◆ Work to complete: Report every line in the dataset records below that contains the word "sweater", copying each such line in full.

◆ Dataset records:
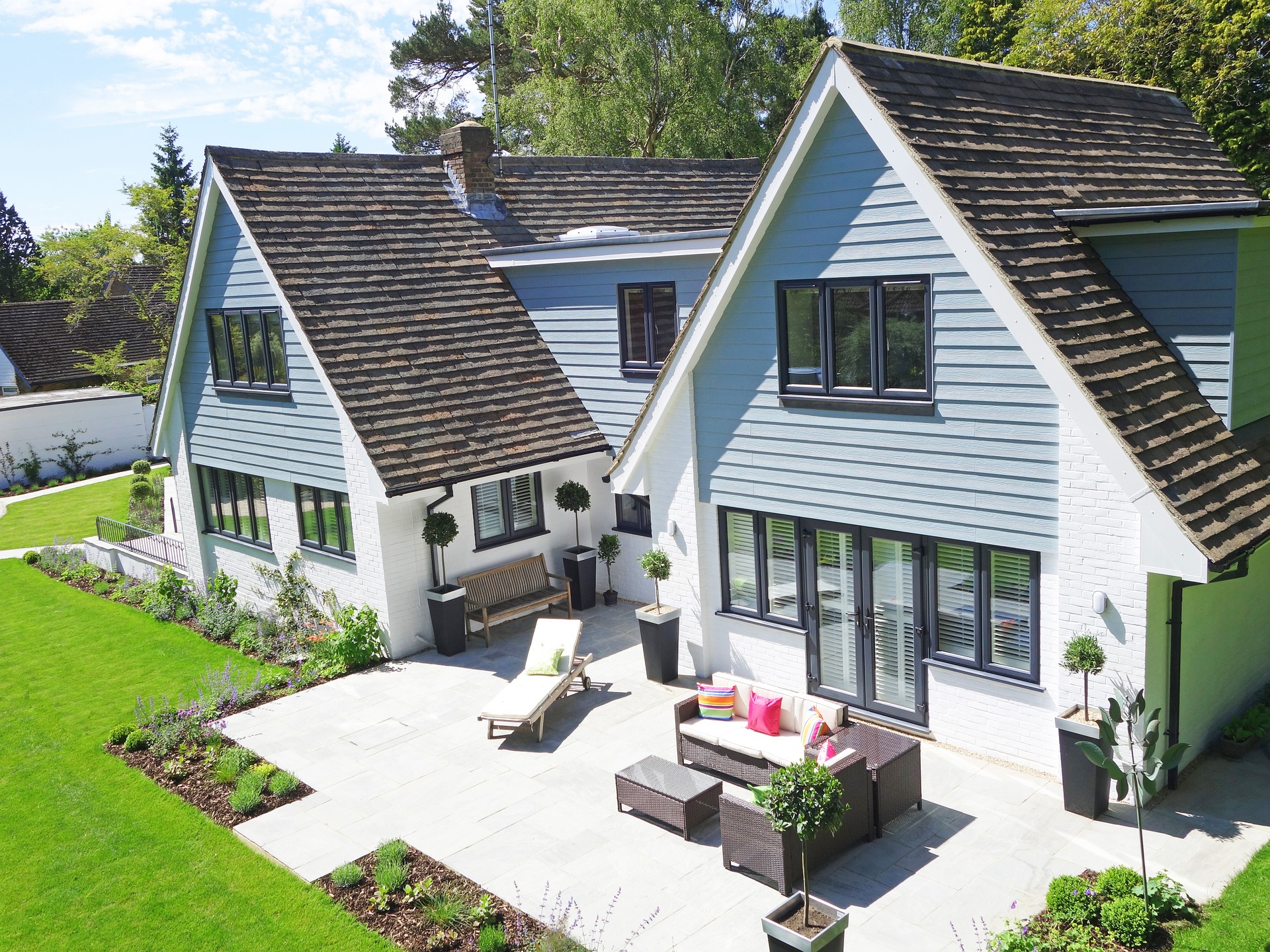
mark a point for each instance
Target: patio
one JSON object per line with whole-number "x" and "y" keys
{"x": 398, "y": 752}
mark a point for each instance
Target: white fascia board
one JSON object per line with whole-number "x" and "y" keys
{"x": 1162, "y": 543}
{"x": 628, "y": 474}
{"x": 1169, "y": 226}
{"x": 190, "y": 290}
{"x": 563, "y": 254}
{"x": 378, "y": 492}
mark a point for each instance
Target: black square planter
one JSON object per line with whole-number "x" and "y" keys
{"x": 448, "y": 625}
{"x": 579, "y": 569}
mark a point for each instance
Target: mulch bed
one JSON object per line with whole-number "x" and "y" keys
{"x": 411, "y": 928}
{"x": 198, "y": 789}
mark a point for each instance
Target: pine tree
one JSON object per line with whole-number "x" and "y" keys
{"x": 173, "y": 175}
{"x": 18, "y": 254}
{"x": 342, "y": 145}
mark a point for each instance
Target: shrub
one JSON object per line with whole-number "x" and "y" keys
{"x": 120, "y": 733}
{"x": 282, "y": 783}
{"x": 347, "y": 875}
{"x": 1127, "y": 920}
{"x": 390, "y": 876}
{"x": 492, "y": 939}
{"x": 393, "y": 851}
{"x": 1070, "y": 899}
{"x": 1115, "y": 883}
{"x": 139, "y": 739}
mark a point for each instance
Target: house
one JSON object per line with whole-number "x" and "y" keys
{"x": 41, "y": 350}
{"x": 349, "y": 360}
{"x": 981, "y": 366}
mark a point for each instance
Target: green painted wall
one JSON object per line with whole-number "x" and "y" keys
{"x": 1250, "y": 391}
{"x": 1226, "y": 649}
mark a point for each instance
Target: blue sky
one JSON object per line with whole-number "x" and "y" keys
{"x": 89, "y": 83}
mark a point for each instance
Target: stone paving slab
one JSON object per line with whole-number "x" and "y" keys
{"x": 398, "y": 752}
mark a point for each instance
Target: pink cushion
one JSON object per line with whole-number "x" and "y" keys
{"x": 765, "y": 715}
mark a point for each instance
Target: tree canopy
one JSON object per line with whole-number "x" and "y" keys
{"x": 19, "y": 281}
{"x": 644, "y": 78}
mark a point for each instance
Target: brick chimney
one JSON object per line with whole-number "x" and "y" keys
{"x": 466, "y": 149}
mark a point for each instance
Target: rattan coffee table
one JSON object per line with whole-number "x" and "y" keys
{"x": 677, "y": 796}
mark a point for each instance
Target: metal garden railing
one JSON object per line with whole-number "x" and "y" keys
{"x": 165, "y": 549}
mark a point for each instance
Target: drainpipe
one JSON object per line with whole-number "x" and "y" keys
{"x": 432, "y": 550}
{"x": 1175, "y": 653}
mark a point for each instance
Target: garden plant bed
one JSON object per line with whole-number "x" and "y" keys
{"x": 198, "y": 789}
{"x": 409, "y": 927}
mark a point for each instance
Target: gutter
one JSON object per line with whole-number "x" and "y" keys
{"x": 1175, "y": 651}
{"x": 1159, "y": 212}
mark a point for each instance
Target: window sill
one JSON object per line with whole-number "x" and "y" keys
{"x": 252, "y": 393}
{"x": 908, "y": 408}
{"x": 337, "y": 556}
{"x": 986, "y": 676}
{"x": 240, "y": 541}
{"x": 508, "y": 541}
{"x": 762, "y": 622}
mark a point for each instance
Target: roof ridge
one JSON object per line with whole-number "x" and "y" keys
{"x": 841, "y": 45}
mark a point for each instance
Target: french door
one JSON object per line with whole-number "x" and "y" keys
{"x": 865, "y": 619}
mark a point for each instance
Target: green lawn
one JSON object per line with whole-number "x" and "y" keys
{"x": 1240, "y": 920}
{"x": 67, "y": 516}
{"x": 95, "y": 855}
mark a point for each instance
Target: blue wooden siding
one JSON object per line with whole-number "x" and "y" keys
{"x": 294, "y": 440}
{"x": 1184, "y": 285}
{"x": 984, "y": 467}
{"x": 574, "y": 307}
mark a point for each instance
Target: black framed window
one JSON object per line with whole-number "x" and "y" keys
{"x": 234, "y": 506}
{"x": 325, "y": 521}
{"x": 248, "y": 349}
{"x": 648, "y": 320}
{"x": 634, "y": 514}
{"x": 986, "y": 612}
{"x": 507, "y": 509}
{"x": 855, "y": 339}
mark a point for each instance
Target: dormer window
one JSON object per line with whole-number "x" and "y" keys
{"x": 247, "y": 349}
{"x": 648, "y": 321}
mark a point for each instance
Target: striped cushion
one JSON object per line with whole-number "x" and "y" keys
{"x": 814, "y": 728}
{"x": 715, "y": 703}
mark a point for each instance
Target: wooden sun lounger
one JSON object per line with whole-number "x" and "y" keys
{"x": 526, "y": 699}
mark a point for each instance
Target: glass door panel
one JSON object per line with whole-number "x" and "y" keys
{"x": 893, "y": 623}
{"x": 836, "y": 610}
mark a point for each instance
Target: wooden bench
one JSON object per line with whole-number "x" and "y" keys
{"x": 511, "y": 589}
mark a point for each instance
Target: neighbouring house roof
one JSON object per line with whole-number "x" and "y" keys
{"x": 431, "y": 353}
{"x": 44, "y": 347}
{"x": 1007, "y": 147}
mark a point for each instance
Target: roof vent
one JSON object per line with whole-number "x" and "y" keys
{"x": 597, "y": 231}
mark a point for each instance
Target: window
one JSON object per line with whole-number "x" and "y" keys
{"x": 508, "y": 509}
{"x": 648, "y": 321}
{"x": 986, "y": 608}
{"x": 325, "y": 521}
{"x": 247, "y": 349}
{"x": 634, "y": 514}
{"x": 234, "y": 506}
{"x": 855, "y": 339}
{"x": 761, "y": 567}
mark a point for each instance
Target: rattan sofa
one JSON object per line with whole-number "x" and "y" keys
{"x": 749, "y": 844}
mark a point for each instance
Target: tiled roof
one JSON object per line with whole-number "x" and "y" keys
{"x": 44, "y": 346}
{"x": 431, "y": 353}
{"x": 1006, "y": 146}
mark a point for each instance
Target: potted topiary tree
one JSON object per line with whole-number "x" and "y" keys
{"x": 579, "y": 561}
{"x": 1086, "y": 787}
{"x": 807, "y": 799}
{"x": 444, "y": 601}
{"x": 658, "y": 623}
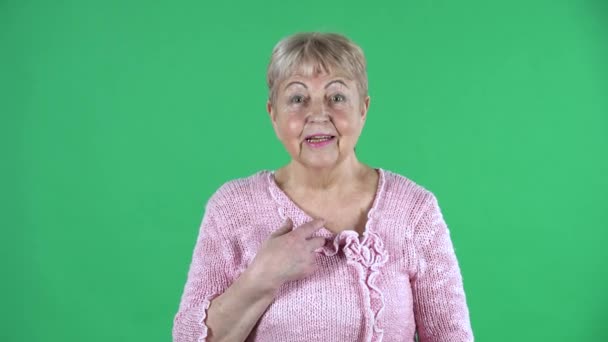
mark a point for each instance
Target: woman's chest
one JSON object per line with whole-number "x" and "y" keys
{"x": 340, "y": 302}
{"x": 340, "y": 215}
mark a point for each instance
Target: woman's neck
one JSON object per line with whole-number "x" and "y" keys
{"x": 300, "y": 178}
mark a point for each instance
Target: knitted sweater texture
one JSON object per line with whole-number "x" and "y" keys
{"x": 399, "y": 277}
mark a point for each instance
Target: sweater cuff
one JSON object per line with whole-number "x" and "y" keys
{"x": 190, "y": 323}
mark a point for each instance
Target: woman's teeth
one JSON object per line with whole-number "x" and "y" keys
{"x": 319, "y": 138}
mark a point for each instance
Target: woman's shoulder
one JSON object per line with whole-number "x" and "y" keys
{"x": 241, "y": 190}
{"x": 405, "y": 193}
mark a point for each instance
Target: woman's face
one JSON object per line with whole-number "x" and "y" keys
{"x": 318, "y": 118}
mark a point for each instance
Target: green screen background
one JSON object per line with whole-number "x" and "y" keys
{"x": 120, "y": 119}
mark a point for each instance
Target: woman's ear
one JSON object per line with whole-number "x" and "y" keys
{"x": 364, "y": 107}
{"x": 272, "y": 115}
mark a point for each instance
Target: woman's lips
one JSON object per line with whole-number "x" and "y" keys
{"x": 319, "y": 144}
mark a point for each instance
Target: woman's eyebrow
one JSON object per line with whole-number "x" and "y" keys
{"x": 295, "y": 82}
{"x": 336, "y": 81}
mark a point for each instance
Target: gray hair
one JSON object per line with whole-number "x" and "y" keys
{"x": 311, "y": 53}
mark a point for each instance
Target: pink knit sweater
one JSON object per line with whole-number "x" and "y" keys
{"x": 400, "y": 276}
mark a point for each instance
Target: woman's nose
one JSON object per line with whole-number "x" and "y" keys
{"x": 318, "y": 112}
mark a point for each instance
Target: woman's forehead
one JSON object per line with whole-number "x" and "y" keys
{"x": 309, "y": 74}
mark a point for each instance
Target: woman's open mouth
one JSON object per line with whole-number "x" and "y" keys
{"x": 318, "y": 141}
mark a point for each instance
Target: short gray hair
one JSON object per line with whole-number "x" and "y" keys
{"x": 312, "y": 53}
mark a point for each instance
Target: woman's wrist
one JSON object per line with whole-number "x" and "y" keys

---

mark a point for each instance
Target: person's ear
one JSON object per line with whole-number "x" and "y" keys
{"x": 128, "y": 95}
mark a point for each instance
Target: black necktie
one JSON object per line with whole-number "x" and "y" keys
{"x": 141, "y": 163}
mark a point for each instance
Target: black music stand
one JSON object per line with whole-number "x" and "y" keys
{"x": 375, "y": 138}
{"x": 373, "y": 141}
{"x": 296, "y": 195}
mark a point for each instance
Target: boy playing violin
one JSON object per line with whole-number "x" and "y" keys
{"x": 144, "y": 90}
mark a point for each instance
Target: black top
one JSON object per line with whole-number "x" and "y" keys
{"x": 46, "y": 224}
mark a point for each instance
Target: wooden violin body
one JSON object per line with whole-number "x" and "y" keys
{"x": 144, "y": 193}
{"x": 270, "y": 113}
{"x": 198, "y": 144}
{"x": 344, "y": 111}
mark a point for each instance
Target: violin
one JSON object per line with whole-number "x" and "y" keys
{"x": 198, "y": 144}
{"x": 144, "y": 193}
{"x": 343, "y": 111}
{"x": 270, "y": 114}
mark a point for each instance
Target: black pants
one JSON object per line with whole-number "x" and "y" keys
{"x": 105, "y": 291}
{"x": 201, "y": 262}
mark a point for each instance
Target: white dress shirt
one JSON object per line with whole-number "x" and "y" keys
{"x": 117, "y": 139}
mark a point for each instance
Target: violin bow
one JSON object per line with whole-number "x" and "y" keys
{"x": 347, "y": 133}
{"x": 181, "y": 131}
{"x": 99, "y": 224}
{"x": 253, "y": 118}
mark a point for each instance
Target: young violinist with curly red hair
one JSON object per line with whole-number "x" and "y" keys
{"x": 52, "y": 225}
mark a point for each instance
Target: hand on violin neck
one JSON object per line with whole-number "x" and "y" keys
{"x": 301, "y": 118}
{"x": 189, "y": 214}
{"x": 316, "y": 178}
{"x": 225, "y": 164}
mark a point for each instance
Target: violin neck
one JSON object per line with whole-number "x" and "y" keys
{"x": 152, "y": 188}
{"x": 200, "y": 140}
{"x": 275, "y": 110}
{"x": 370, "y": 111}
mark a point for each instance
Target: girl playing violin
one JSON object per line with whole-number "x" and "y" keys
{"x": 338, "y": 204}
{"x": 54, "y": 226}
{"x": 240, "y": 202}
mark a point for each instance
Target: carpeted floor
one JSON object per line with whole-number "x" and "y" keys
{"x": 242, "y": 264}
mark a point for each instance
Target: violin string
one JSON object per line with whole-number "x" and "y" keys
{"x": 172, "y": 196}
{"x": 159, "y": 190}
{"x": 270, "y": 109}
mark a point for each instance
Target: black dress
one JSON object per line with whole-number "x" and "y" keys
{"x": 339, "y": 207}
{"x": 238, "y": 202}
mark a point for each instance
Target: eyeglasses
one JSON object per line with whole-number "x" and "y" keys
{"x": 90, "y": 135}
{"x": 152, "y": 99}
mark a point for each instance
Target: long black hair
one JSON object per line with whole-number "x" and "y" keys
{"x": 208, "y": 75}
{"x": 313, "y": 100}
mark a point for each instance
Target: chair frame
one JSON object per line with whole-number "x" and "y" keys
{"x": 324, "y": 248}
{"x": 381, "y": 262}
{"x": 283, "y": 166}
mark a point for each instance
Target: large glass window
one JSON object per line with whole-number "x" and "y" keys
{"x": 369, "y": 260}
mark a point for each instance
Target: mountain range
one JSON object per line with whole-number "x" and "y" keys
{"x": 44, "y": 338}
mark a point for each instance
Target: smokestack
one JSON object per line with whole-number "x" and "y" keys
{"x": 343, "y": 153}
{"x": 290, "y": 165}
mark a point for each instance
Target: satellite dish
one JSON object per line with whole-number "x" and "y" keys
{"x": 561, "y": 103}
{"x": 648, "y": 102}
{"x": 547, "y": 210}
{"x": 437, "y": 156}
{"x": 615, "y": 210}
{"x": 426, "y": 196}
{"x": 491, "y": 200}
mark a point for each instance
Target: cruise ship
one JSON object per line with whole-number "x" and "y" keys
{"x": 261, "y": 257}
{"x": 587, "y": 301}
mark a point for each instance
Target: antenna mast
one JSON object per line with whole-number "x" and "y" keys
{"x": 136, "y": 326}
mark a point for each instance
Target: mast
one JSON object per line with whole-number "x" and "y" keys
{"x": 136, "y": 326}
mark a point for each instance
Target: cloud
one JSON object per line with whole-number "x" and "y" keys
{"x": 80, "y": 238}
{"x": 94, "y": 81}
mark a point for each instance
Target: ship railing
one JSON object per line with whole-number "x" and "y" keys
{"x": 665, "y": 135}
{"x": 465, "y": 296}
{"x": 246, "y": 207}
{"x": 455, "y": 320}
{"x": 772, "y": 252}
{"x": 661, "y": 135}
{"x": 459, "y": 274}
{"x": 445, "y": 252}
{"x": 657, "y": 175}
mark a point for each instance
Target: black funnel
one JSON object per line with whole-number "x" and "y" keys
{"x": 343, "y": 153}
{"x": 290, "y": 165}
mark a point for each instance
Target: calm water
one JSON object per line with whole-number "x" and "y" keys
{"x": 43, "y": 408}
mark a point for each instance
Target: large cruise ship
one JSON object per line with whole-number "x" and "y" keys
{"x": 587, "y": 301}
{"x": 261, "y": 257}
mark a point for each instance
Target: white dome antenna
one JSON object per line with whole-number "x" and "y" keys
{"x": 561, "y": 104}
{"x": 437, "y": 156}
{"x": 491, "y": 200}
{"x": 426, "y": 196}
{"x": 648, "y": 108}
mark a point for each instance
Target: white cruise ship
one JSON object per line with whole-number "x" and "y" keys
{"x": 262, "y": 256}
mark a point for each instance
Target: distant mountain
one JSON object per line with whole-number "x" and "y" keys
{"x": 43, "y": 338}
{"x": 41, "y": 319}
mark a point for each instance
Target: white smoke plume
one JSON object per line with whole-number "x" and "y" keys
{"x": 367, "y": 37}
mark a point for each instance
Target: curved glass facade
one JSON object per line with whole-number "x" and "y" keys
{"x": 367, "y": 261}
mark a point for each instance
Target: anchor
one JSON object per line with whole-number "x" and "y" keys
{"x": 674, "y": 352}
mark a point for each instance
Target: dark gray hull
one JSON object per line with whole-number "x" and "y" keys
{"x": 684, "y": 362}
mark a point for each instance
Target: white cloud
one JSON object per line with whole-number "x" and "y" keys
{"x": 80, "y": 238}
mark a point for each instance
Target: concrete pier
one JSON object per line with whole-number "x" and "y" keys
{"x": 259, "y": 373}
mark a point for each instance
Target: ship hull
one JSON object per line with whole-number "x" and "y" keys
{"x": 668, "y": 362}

* * *

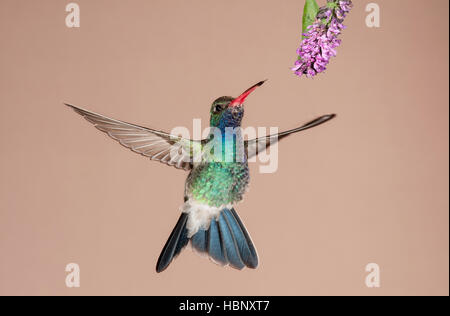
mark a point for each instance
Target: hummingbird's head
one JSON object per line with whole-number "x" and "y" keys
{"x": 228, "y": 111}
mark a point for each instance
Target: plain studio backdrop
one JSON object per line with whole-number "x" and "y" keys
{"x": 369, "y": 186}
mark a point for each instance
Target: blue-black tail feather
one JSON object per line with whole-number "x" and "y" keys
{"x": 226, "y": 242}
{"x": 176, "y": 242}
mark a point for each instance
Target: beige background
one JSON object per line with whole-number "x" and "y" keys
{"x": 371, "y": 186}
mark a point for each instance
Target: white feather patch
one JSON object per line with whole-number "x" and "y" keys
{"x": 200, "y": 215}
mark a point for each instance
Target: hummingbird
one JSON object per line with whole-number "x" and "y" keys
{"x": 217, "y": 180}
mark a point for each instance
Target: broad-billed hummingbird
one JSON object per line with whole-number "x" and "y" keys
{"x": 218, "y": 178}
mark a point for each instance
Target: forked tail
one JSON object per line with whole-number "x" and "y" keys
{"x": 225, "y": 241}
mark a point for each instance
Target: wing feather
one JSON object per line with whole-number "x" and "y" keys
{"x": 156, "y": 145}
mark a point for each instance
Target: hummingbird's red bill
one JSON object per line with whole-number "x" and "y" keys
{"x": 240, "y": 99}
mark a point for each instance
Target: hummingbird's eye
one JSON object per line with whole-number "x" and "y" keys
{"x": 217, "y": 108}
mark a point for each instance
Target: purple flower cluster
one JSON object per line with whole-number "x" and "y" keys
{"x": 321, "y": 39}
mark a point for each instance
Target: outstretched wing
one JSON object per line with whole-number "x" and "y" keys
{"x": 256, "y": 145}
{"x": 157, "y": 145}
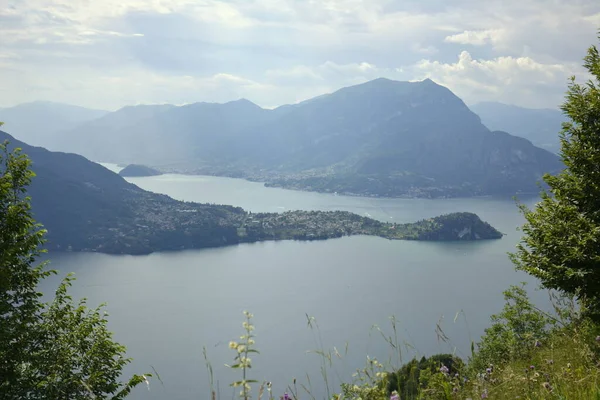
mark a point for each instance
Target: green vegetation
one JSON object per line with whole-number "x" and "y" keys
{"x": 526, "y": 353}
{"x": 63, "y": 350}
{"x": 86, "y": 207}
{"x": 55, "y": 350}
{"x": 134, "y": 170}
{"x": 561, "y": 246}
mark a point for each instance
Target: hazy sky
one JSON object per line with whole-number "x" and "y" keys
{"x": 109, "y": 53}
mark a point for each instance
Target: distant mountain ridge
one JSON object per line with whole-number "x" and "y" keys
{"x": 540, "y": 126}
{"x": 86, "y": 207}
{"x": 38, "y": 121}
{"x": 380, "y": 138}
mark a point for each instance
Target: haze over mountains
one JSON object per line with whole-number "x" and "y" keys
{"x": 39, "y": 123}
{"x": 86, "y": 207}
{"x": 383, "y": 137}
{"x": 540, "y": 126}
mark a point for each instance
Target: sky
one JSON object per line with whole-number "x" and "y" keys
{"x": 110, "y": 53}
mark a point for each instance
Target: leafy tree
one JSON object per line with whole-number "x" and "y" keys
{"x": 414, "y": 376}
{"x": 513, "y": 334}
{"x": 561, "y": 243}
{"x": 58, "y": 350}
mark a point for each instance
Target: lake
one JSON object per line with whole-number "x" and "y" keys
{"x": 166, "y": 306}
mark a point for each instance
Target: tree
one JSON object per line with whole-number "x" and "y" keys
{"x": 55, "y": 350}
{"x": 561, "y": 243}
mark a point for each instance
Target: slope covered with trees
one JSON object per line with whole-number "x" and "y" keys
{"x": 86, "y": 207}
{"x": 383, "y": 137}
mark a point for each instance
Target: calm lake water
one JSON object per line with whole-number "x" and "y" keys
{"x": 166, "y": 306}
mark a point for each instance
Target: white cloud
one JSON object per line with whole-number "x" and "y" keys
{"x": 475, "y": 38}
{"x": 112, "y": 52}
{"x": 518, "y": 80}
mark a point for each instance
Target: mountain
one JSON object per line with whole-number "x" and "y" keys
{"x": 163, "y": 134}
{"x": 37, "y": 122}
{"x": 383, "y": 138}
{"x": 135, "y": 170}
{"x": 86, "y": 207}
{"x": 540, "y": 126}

◆ Answer to this problem:
Target: knitted sweater texture
Target: sweater cuff
Target: pink knit sweater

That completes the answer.